● Set exercise
Copy the lines below word for word, from first to last.

**** Exercise data ****

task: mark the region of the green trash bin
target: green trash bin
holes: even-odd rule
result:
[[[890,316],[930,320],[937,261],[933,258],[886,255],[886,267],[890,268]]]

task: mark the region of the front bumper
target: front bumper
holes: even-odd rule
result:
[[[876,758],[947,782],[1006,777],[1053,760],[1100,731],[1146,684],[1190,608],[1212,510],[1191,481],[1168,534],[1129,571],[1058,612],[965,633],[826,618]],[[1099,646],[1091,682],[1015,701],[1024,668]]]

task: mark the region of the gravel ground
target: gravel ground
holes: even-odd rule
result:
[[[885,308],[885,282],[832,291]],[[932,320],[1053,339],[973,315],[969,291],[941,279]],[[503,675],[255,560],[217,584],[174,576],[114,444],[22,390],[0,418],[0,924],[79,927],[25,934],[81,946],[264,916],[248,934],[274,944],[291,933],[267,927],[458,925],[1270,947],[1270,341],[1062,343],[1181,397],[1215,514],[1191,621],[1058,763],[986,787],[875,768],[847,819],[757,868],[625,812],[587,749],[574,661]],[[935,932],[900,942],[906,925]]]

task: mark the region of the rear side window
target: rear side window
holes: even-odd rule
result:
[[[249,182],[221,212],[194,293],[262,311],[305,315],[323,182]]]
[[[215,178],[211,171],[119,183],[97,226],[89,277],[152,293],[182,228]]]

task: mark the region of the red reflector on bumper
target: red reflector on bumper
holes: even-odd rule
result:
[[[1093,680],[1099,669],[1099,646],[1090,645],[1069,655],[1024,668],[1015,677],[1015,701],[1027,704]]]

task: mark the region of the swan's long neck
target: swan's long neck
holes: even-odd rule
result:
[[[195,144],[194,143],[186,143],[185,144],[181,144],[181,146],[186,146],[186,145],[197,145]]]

****

● The output
task: mark the region of the green trash bin
target: green trash bin
holes: even-odd rule
result:
[[[890,316],[930,320],[937,261],[933,258],[886,255],[886,267],[890,268]]]

task: mark the region of the front bumper
target: front bumper
holes: even-odd rule
result:
[[[876,758],[947,782],[1006,777],[1053,760],[1100,731],[1146,684],[1190,608],[1212,510],[1191,481],[1168,534],[1129,571],[1058,612],[965,633],[826,618]],[[1099,646],[1091,682],[1015,701],[1024,668]]]

task: mark the region of the gravel ground
target: gravel ground
holes: even-odd rule
result:
[[[885,308],[885,282],[832,291]],[[932,320],[1053,339],[973,315],[969,291],[941,279]],[[503,675],[255,560],[217,584],[174,576],[114,444],[22,390],[0,418],[0,924],[79,927],[25,934],[81,946],[264,916],[248,934],[274,944],[291,933],[267,927],[458,925],[1270,947],[1270,341],[1062,343],[1181,397],[1215,514],[1191,621],[1058,763],[986,787],[875,768],[847,819],[757,868],[625,812],[587,749],[574,661]],[[935,932],[900,942],[906,925]]]

task: mark the region of the rear side window
target: rear side window
holes: even-odd rule
result:
[[[249,182],[221,212],[194,293],[262,311],[305,315],[323,182]]]
[[[215,178],[211,171],[119,183],[97,226],[89,277],[152,293],[182,228]]]

task: mark the region of the red reflector on bumper
target: red reflector on bumper
holes: even-odd rule
result:
[[[1093,680],[1099,669],[1099,646],[1090,645],[1069,655],[1024,668],[1015,677],[1015,701],[1027,704]]]

task: mark the region of the swan's long neck
target: swan's long neck
holes: even-odd rule
result:
[[[195,144],[194,143],[186,143],[185,144],[181,144],[181,146],[186,146],[186,145],[197,145]]]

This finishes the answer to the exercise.